- AIM -
Retype every one of the following lines precisely as it appears, altering nothing.

[START DATA TO USE]

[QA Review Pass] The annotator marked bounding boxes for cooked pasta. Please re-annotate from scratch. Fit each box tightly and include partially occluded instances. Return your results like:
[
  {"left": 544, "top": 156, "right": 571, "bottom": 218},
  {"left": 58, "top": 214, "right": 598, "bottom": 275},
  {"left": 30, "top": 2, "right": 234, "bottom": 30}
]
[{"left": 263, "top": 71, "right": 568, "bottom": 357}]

[END DATA TO USE]

- EXERCISE SOLUTION -
[QA Review Pass] The annotator marked bounding boxes for cooked pasta. Please re-annotate from scratch. Fit each box tightly and include partially occluded instances. Return your results like:
[
  {"left": 544, "top": 156, "right": 571, "bottom": 218},
  {"left": 58, "top": 214, "right": 598, "bottom": 275},
  {"left": 30, "top": 2, "right": 234, "bottom": 30}
]
[{"left": 263, "top": 71, "right": 568, "bottom": 357}]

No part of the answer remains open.